#### Task inputs
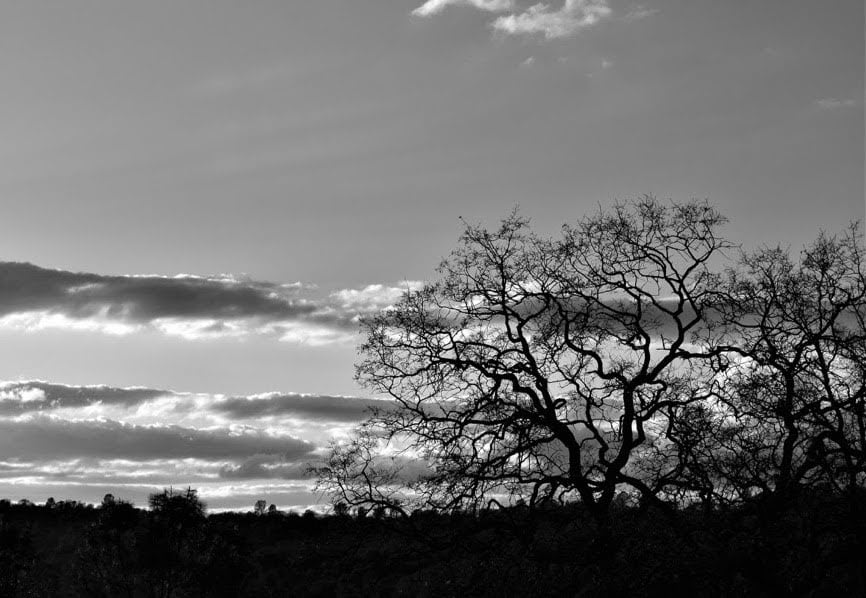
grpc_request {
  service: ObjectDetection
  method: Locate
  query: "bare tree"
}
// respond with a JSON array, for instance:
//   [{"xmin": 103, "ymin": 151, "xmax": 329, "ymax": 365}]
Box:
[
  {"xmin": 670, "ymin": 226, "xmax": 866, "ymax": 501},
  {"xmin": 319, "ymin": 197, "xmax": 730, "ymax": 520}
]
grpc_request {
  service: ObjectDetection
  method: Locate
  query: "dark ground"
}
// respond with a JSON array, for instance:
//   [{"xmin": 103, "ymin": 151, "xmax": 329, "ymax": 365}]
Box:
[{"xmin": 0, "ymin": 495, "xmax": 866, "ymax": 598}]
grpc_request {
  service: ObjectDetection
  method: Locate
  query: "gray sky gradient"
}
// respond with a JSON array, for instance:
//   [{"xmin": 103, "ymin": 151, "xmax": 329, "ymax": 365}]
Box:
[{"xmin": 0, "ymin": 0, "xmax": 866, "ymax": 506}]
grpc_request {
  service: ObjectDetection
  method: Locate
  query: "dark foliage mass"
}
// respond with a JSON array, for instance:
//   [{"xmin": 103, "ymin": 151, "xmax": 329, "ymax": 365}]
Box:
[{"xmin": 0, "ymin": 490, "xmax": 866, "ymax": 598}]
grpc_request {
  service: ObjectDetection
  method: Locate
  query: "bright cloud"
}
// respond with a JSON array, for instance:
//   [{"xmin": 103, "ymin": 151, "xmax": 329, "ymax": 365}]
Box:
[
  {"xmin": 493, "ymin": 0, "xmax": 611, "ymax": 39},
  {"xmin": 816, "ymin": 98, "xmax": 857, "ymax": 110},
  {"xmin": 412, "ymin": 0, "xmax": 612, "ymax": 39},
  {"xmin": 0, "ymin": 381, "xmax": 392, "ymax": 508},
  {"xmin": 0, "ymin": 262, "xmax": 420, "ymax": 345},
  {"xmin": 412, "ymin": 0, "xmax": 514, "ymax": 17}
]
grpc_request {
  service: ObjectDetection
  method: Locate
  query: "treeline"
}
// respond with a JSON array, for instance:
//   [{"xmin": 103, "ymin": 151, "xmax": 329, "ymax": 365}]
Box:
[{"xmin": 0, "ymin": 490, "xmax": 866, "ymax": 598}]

==

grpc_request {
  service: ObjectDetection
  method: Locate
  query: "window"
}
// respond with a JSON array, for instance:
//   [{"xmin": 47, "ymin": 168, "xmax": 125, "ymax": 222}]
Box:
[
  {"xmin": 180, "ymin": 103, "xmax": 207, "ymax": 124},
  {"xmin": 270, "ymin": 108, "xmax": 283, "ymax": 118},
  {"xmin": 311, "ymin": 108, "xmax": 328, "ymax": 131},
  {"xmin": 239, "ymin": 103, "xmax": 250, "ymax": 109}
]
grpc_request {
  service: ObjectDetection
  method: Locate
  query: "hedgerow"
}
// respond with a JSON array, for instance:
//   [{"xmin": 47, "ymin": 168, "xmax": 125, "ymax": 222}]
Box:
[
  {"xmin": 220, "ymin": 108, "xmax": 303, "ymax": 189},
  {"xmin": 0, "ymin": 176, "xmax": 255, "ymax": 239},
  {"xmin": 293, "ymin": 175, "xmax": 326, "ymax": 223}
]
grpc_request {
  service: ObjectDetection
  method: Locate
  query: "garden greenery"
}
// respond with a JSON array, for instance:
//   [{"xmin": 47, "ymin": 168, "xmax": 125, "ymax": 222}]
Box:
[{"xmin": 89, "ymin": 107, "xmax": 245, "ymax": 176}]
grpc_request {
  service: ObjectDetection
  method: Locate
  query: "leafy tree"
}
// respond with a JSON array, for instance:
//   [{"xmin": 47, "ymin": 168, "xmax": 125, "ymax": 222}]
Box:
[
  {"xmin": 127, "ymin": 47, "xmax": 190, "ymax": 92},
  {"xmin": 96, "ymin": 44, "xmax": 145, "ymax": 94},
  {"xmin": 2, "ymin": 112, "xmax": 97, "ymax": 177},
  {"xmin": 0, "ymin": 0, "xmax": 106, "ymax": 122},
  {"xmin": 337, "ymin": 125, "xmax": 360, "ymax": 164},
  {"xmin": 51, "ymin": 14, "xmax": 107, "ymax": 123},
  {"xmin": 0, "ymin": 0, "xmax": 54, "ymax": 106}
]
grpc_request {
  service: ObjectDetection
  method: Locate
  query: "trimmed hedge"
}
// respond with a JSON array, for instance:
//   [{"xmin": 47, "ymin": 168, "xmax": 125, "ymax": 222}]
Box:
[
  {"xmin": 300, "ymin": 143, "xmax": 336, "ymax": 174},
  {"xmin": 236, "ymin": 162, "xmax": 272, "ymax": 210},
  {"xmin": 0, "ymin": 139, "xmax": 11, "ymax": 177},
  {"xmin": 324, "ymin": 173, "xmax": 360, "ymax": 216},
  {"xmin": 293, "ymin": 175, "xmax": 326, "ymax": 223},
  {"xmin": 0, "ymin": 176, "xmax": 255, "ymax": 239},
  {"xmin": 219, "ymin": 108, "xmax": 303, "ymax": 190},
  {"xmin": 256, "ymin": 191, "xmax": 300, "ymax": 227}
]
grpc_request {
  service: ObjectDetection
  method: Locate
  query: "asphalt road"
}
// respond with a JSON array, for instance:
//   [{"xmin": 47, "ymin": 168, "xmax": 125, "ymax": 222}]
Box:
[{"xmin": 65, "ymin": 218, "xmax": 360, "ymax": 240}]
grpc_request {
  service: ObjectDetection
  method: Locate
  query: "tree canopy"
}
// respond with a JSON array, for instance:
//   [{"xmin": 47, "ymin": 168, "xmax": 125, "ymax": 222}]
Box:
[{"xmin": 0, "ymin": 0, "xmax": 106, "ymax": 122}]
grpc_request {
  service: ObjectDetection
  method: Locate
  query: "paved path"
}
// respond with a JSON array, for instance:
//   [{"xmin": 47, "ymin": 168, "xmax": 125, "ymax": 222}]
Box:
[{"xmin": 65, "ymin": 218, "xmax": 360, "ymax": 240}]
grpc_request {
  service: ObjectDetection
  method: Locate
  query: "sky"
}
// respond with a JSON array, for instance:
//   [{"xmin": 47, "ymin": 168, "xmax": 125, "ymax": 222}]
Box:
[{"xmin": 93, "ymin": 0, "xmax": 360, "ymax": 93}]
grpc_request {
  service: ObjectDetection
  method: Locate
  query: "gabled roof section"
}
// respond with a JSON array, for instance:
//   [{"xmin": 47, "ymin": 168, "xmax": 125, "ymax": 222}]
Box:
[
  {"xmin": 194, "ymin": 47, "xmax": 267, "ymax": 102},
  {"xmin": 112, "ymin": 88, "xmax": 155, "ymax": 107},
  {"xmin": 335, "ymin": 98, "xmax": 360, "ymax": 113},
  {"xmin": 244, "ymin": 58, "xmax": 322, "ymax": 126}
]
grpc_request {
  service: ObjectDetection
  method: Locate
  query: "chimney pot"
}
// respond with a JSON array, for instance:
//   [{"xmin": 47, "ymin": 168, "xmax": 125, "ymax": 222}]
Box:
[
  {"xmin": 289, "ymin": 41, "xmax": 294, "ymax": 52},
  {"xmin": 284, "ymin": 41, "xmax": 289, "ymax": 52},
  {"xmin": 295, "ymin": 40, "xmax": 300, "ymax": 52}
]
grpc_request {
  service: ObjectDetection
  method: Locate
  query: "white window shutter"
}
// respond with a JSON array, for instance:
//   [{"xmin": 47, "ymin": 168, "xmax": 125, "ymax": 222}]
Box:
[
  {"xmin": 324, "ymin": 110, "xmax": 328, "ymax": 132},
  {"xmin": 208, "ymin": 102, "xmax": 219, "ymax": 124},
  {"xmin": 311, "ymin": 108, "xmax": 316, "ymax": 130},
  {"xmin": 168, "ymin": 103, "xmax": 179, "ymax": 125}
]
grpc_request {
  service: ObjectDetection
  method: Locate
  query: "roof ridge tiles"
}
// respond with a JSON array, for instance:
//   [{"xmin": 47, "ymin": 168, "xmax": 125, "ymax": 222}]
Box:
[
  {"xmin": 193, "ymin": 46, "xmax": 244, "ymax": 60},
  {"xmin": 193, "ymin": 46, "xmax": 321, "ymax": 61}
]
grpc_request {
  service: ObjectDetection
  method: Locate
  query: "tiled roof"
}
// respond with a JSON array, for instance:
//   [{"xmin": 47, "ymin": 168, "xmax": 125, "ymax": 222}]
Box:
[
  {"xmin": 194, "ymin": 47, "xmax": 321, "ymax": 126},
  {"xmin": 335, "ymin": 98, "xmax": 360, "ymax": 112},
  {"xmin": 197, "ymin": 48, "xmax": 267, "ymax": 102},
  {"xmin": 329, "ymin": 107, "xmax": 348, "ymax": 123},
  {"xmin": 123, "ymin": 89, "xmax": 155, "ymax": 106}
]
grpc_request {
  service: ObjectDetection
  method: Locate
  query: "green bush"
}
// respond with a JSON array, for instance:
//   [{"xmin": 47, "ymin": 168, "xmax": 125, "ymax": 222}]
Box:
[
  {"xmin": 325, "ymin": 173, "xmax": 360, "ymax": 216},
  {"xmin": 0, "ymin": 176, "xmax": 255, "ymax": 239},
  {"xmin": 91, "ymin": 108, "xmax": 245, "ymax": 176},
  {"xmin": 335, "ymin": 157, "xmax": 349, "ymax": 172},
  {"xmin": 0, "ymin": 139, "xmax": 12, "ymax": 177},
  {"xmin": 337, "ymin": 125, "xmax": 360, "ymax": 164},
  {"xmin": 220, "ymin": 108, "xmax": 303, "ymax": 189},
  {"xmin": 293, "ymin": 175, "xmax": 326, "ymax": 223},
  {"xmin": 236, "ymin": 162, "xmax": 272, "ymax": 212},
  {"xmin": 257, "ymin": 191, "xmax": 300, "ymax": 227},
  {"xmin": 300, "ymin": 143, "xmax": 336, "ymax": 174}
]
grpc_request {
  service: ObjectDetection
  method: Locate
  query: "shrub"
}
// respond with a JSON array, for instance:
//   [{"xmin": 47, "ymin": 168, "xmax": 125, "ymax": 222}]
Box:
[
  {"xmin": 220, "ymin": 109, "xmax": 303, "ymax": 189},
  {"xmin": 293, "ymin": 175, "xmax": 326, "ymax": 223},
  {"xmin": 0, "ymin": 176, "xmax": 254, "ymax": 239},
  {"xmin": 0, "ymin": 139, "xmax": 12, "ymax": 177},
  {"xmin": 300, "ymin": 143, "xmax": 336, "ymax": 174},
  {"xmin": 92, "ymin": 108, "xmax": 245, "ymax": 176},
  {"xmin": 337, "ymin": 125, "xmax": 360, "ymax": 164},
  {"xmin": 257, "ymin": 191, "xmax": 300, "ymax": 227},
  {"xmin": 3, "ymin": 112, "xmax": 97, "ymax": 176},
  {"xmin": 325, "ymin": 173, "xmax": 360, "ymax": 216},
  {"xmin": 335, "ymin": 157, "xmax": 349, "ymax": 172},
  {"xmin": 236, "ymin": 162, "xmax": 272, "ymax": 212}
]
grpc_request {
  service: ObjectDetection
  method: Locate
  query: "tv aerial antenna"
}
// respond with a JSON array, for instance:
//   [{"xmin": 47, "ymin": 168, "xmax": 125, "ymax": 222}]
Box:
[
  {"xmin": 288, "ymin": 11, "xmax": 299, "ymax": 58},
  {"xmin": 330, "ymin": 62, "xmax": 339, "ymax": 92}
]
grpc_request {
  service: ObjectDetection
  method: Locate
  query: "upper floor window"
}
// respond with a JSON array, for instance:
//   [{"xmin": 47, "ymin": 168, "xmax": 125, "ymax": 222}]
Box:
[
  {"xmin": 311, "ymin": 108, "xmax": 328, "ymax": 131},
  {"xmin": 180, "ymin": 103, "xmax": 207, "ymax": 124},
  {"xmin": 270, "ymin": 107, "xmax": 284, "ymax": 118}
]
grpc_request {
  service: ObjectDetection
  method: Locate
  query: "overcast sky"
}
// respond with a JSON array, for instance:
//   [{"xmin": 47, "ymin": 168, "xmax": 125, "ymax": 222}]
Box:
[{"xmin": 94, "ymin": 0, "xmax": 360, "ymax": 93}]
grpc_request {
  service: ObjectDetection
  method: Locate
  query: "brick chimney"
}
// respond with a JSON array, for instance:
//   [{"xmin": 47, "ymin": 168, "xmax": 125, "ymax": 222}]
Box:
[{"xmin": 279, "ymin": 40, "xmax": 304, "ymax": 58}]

--

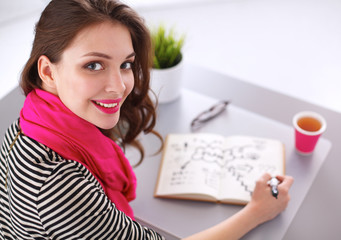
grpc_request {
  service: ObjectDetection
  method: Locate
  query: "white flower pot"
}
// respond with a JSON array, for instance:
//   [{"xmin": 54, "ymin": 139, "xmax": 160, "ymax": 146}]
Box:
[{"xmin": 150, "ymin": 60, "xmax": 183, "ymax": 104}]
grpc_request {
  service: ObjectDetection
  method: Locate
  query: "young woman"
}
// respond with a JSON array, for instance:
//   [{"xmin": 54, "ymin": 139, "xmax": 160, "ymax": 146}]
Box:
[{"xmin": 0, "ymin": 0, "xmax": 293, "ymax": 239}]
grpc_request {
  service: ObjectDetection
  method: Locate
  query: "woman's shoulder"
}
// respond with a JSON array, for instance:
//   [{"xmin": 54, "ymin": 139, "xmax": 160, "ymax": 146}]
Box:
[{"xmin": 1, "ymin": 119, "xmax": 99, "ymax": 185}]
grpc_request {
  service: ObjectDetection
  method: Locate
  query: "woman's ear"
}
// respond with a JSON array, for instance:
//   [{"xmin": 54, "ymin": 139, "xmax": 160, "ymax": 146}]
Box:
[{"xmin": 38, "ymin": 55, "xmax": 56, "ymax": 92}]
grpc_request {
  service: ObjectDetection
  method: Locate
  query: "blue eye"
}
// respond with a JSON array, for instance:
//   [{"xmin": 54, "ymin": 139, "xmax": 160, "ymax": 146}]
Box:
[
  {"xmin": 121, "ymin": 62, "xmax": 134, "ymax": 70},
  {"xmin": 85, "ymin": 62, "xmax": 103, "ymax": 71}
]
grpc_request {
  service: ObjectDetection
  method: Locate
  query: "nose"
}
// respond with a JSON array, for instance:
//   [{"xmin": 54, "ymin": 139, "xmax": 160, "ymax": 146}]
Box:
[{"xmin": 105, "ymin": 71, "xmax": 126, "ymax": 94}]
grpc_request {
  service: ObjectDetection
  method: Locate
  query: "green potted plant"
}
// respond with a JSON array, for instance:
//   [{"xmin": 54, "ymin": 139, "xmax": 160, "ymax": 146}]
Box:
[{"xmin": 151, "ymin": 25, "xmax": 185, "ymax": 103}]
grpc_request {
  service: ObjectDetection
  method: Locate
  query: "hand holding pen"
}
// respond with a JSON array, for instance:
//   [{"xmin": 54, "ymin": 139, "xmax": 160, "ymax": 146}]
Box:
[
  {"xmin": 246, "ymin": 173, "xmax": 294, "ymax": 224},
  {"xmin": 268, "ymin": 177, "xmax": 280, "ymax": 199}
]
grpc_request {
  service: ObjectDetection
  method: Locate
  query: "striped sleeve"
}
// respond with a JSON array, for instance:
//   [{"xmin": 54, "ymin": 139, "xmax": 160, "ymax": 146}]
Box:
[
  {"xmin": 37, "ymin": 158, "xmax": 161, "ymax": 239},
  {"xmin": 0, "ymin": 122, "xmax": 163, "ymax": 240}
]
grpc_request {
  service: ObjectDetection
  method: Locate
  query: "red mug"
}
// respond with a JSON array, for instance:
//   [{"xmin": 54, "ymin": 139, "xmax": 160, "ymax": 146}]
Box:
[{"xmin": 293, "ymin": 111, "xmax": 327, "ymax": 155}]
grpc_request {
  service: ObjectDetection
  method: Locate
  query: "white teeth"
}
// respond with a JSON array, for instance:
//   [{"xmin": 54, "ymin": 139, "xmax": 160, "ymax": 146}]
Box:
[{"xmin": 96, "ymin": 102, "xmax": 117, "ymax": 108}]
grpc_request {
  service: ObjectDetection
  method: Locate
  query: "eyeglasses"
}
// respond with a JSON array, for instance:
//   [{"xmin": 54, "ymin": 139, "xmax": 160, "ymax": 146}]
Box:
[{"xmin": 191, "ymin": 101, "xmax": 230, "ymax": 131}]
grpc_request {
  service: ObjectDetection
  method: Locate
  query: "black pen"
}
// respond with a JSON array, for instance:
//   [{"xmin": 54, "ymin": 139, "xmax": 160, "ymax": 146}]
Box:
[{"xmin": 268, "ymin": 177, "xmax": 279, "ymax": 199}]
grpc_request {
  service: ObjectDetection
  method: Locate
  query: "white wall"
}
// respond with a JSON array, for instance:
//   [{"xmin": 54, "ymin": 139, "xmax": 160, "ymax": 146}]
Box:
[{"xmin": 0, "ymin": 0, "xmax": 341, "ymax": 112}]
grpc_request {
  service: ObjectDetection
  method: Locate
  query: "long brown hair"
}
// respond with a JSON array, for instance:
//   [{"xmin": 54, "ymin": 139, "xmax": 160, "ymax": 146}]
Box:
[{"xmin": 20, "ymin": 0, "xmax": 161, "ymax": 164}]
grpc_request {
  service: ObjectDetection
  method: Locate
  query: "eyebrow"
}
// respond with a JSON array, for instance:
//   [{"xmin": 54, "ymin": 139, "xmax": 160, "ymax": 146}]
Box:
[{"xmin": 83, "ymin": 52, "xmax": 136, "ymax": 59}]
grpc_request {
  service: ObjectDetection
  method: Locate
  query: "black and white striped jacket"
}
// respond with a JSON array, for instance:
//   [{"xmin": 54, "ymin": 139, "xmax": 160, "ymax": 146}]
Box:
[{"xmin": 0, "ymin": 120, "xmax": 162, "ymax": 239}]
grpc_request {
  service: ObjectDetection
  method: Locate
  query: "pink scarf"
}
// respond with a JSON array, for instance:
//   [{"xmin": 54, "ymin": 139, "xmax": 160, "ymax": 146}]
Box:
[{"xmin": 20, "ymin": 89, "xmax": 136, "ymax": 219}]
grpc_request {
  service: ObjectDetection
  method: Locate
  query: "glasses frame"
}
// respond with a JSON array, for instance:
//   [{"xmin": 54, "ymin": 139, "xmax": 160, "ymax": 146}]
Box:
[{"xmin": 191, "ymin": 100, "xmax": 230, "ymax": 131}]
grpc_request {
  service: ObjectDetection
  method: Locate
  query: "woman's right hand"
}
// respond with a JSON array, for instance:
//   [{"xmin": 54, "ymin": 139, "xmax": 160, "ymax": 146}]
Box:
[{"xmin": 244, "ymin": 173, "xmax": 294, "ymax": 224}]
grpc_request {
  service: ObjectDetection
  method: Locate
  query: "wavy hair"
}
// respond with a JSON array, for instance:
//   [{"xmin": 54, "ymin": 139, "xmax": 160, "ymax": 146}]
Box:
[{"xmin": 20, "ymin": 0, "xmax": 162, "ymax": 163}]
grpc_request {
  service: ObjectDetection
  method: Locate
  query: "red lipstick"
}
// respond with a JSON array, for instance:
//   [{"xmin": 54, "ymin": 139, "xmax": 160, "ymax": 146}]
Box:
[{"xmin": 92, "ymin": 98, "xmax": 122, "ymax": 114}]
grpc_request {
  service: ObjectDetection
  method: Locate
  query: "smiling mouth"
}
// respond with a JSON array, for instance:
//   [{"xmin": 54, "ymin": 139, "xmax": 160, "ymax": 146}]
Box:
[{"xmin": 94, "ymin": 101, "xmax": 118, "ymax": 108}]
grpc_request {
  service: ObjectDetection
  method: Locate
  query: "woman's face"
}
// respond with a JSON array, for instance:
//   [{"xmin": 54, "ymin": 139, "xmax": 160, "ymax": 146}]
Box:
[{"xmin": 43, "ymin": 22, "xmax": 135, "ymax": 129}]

#### Given task
Show every line from the entries above that contains the word "window", copying each one in full.

#### The solution
  query: "window"
  query: "white window shutter"
  query: "upper floor window"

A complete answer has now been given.